**Your instructions:** With no images included, output each entry below exactly as it appears.

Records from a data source
§

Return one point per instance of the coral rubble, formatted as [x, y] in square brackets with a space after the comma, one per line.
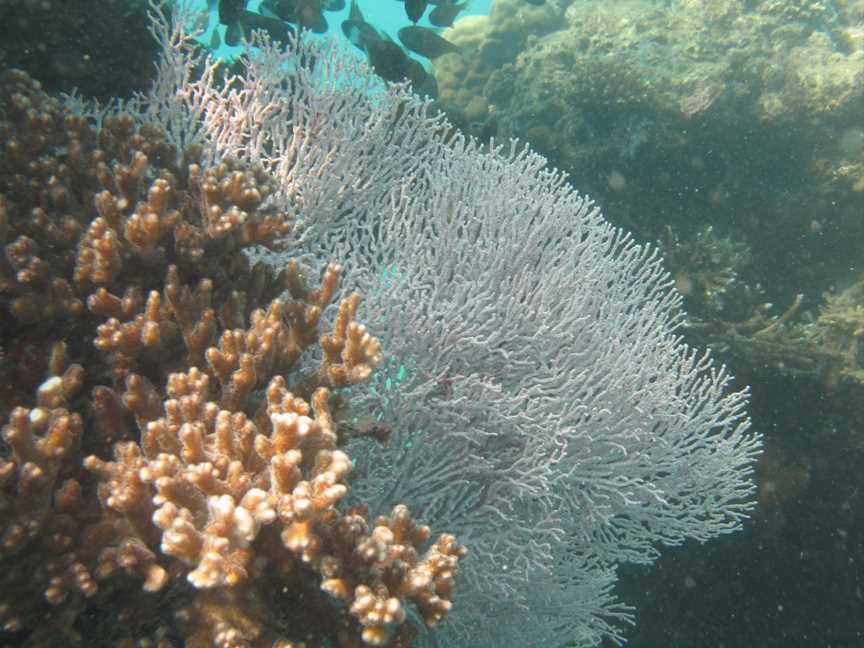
[173, 449]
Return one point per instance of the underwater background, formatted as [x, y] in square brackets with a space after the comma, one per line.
[729, 134]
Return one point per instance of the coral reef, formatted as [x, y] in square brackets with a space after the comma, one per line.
[741, 115]
[172, 459]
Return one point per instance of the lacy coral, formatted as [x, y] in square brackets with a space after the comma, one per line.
[174, 459]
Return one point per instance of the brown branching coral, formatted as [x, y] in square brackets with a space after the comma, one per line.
[166, 436]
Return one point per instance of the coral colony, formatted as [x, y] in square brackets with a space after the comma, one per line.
[204, 446]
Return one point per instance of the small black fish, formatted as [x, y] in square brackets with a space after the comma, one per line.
[443, 15]
[414, 9]
[249, 21]
[425, 42]
[359, 33]
[229, 11]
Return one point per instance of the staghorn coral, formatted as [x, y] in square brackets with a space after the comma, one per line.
[173, 457]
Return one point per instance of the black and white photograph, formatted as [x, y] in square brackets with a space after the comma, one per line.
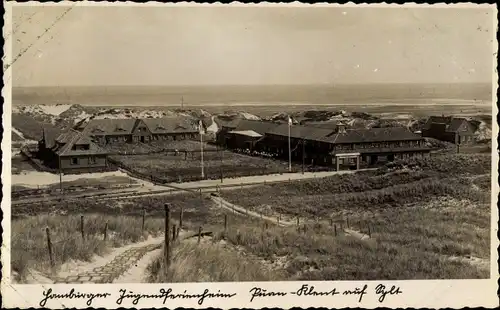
[173, 144]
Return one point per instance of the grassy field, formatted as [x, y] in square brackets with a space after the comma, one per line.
[29, 244]
[184, 168]
[428, 219]
[182, 145]
[428, 223]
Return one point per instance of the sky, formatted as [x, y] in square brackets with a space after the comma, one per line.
[99, 46]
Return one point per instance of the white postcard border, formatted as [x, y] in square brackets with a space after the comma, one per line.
[415, 293]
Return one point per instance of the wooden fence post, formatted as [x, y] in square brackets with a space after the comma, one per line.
[105, 231]
[143, 218]
[167, 237]
[49, 246]
[181, 215]
[81, 227]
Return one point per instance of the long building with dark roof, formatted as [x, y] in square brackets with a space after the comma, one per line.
[456, 130]
[105, 131]
[71, 152]
[338, 146]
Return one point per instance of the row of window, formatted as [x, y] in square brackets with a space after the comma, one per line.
[77, 161]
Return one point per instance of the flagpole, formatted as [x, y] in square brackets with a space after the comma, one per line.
[289, 145]
[201, 147]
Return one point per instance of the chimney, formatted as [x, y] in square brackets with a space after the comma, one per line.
[341, 128]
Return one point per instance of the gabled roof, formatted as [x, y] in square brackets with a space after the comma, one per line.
[74, 137]
[301, 132]
[110, 126]
[170, 125]
[373, 135]
[233, 123]
[452, 124]
[50, 135]
[248, 133]
[260, 127]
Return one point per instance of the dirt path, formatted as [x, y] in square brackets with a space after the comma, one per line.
[220, 202]
[258, 179]
[127, 264]
[110, 267]
[206, 186]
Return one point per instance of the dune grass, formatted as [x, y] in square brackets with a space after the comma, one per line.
[29, 240]
[420, 215]
[207, 262]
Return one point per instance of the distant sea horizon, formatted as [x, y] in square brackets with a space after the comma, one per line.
[243, 95]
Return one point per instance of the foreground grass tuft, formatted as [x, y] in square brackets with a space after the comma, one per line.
[207, 262]
[29, 241]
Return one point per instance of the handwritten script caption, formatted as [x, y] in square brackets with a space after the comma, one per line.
[168, 294]
[307, 290]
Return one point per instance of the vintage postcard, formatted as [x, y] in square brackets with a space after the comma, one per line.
[248, 156]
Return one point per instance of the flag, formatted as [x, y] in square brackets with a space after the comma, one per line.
[200, 127]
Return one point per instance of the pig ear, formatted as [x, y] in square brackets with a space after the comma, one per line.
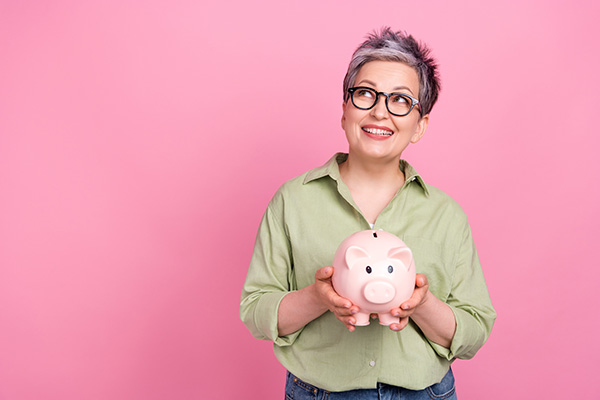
[353, 254]
[402, 254]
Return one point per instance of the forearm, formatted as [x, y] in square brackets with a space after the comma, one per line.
[298, 308]
[436, 320]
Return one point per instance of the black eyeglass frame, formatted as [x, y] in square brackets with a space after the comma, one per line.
[413, 102]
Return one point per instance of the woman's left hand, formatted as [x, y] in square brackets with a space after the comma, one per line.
[406, 309]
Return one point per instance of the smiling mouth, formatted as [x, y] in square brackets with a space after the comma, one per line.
[378, 132]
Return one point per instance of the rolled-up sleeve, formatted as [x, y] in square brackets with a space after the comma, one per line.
[269, 278]
[470, 302]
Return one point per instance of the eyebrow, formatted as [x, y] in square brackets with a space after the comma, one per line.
[395, 88]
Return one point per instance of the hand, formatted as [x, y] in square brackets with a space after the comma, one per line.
[406, 309]
[342, 308]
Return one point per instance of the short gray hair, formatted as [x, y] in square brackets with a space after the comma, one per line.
[388, 45]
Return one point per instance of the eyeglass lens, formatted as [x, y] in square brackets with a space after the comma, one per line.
[397, 104]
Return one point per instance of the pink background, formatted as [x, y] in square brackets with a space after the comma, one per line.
[141, 141]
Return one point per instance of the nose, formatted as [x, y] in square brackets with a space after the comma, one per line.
[379, 292]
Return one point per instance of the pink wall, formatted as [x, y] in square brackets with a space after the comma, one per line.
[141, 141]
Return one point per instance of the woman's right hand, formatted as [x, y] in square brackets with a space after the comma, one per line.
[342, 308]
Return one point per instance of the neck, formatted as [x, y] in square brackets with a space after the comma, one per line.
[367, 173]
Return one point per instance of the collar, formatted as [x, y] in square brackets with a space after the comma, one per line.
[331, 168]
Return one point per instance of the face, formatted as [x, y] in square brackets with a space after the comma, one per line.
[375, 134]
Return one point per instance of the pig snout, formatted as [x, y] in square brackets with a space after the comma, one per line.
[379, 292]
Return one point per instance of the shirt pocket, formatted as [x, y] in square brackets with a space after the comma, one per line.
[435, 261]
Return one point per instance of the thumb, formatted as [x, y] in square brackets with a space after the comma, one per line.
[324, 273]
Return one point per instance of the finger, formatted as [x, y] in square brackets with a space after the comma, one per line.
[324, 273]
[421, 281]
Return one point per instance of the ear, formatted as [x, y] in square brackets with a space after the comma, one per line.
[353, 254]
[402, 254]
[421, 128]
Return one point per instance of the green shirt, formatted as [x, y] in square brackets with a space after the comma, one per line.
[306, 220]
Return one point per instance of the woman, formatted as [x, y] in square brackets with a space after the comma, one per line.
[389, 90]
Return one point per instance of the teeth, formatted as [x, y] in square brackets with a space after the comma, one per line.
[381, 132]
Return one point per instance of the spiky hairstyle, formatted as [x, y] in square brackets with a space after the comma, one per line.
[387, 45]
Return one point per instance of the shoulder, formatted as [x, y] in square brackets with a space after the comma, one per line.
[309, 183]
[445, 208]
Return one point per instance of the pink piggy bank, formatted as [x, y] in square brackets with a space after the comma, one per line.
[374, 270]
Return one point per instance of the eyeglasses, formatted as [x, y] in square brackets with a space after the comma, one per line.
[398, 104]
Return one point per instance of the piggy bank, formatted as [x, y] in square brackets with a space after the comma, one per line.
[374, 270]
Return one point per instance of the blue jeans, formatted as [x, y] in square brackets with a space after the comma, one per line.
[295, 389]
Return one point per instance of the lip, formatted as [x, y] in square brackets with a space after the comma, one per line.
[376, 136]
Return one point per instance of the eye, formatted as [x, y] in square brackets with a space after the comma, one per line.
[398, 98]
[365, 93]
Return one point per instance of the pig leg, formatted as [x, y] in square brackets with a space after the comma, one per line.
[362, 319]
[388, 319]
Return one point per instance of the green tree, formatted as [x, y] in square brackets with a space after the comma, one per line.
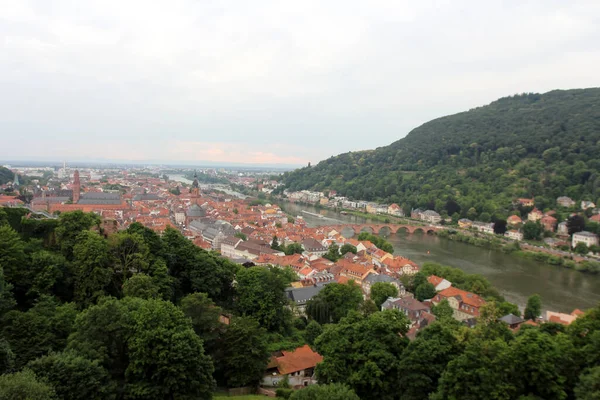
[243, 354]
[348, 248]
[334, 302]
[363, 353]
[92, 268]
[73, 376]
[425, 291]
[588, 387]
[312, 332]
[260, 294]
[532, 231]
[147, 346]
[333, 391]
[380, 291]
[24, 385]
[442, 310]
[534, 307]
[141, 285]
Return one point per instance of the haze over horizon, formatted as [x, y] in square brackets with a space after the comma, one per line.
[267, 82]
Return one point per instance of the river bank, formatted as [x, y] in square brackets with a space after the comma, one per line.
[517, 278]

§

**Solution for this exercise:**
Return one point per instance of the coral rubble, formatted as [x, y] in square brackets with a space after the comma, one per line.
[173, 449]
Return one point per instance of the underwater background, formatted as [x, y] in square brackets with a space after the comma, one per line.
[729, 134]
Return one point per instance of the coral reef, formatted as [x, y] in square brackets with a space after the comma, one per line.
[741, 115]
[172, 459]
Return one point per instance of the lacy coral, formatted as [x, y] in square brackets with a space after the comma, one per line.
[174, 459]
Return one point per instance of the brown branching coral, formatted as [x, y] in square brackets with a space after the comma, one per line.
[166, 436]
Return one point per instance of the coral colony, formatted as [x, y] in square brackets with a space after the comma, one per line.
[204, 446]
Return one point per instance of the small black fish, formatted as [x, y] in square brackets with a space after the comma, one per line.
[443, 15]
[414, 9]
[249, 21]
[425, 42]
[359, 33]
[229, 11]
Return one point per instance of the staghorn coral, formatted as [x, y] in square brackets with a space after the comma, one per line.
[173, 457]
Return one point per instance of the black and white photograph, formatted as [x, y] in square brackets with a space after the comma, one per line.
[173, 144]
Return one point per instance of the grassy field, formatted as [x, y] in square brackets with a space after the comma, one per line.
[29, 244]
[184, 168]
[428, 219]
[182, 145]
[428, 223]
Return one point per instance of the sky, formatted as [x, y] in square brackets with a space after the comma, one per line.
[99, 46]
Return one point per instance of the white postcard border, formatted as [x, y] in square brackets with a space after the comma, one per line.
[415, 293]
Return one point per instance of the wooden fence post, formatted as [x, y] in square brackets with a space after the comma, one per line.
[105, 231]
[143, 218]
[167, 237]
[49, 246]
[181, 215]
[81, 227]
Return one point per instance of the long building with dark roof, formatted as [x, y] in square brackets with a space after the comma, one per line.
[456, 130]
[105, 131]
[71, 152]
[338, 146]
Return one point per instance of the row of window, formatted as [x, y] in square brackets with a space after the comma, one per line.
[77, 161]
Return one point per instance of the flagpole, formatted as [x, y] in square brackets with a space after the comma, one per line.
[289, 145]
[201, 147]
Return one point per instance of the chimney, formatted as [x, y] in square brackets with a space after the comma, one per line.
[341, 128]
Return one point per instance of the gabled roof, formatted as [x, y] in square brackets with a space after the comma, one per line.
[74, 137]
[301, 132]
[110, 126]
[170, 125]
[373, 135]
[233, 123]
[452, 124]
[50, 135]
[248, 133]
[260, 127]
Return one point per instance of the dirt path, formatted as [x, y] in square brackets with a space after the comma, one per line.
[220, 202]
[258, 179]
[127, 264]
[110, 267]
[206, 186]
Return one point per instance of the dune grass, formatted as [x, y] in square brackets with a space after the comma, one per line.
[29, 240]
[420, 215]
[207, 262]
Return one point per instance of the distant sea horizon, formatted as [x, y] in square brackets with a space after the comma, one per line.
[243, 95]
Return one point per instance of the foreground grass tuft, formatted as [x, y] in square brackets with a space after the comma, one per line.
[207, 262]
[29, 241]
Return one point per instance of the handwritten script caption, formatted as [x, y] in square brackets with a space after the comma, one per line.
[168, 294]
[307, 290]
Return one point per instance of the vintage postcard, formatted as [x, y] in square brackets with a space after the comma, one per line.
[248, 156]
Return one point per instance of the flag, formatted as [x, y] in square brackets with a space after the comma, one per line.
[200, 127]
Return one point per instance of the pig ear, formatted as [x, y] in square brackets with a space after the comma, one per line.
[353, 254]
[402, 254]
Return one point per instance of the forearm, formatted as [x, y] in square brackets with a space after the comma, one per line.
[298, 308]
[436, 320]
Return one point per instance of the black eyeglass frame, formatted as [x, y] in square brackets with a space after the comma, one per line.
[413, 102]
Return one point per instance of the woman's left hand, formatted as [x, y] in square brackets with a space after the comma, one per line.
[406, 309]
Return one point per instance of the smiling mouth, formatted as [x, y] in square brackets with a space after the comma, one per line.
[378, 132]
Return one point per instance of the rolled-up sleeve, formatted as [x, y] in square brackets with a space after the comma, one per line.
[269, 278]
[470, 302]
Return one point per instance of the eyebrow, formatted as [x, y] in square brackets with a space after the comma, one per line.
[395, 88]
Return one point per instance of the hand, formatted as [x, y] in square brackets with a space after the comma, one per line.
[406, 309]
[342, 308]
Return one point per instance of the short gray hair, formatted as [x, y] in square brackets with a space after the comma, one per line.
[388, 45]
Return one point per instance of the eyeglass lens, formatted as [x, y] in square brackets with a space after the comma, one per line.
[397, 104]
Return one point per instance of the pink background, formatted as [x, y] in square brackets with a space after the comma, one per line.
[141, 141]
Return one point per instance of the nose, formatted as [x, y] in square brackets with a space after the comma, one per line.
[379, 292]
Return one point per instance of the pink wall, formatted as [x, y] in square brackets with a space after the comma, one per line.
[141, 141]
Return one point per instance of the woman's right hand, formatted as [x, y] in square brackets with a space after the comma, one per line.
[342, 308]
Return one point per instance of the neck, formatted as [x, y] in square brackets with a space after the comma, one per line.
[367, 173]
Return one point per instance of the collar, formatted as [x, y] in square brackets with a space after the comma, one per line.
[331, 168]
Return one point per instance of the face, formatted as [x, y] in square brackets with a space after the comma, one per line.
[375, 134]
Return one point per instance of the pig snout, formatted as [x, y] in square brackets with a space after the comma, one per line.
[379, 292]
Return one point per instance of the shirt pocket, formatted as [x, y] in square brackets with a space after the comma, one per line.
[435, 261]
Return one point per instance of the thumb, formatted as [x, y] in square brackets with a space after the comma, one per line.
[324, 273]
Return one point per instance of the finger, formatted as [x, y] in square brackets with a space after the comma, one per line.
[324, 273]
[421, 281]
Return one point per instance of the ear, formatted as [x, y] in square brackets with a space after the comma, one per line.
[353, 254]
[402, 254]
[421, 128]
Return one point per instance of the green shirt, formatted as [x, y] in square brackets with a space after the comma, one per line.
[306, 220]
Return one point per instance of the woman, formatted as [x, y] in square brackets with a space after the comma, one per line.
[389, 90]
Return one point per instance of the teeth, formatted as [x, y] in square brackets with a space after the comma, one per line.
[381, 132]
Return one point per instance of the spiky hairstyle, formatted as [x, y] in square brackets with a space after the comma, one per line.
[387, 45]
Return one point per instance of the shoulder, formatted as [x, y] in square brackets with a space after the comma, one per line.
[309, 183]
[445, 208]
Return one point per instance of the pink piggy bank, formatted as [x, y] in square brackets with a space after the comma, one per line.
[374, 270]
Return one point per instance of the eyeglasses, formatted as [x, y] in square brackets with a space after the comma, one per line.
[398, 104]
Return one point per instance of the piggy bank, formatted as [x, y] in square brackets with a space after the comma, one per line.
[374, 270]
Return one point per instance of the blue jeans, formatted as [x, y] in square brackets with a space after the comma, one per line.
[295, 389]
Return one point per instance of the lip, formatted as [x, y] in square brackets with a space after the comma, one per line.
[376, 136]
Return one point per instance of the eye, formatted as [x, y] in square brackets with a space after the comma, one per line.
[398, 98]
[365, 93]
Return one point per instance of the pig leg, formatted as [x, y] in square brackets with a space after the comma, one per line.
[362, 319]
[388, 319]
Return one point per instance of the green tree, formatted as [x, y] in square brackets with a space after the comma, one per line.
[243, 354]
[348, 248]
[334, 302]
[363, 353]
[92, 268]
[73, 376]
[425, 291]
[588, 387]
[312, 332]
[260, 294]
[532, 231]
[147, 346]
[333, 391]
[380, 291]
[24, 385]
[442, 310]
[534, 307]
[141, 285]
Return one point per instance of the haze over horizon, formatted as [x, y] in square brackets with a space after the comma, one per line.
[267, 82]
Return one point per instance of the river bank, formatted as [x, y] in square brackets with a space after the comma, one per line.
[517, 278]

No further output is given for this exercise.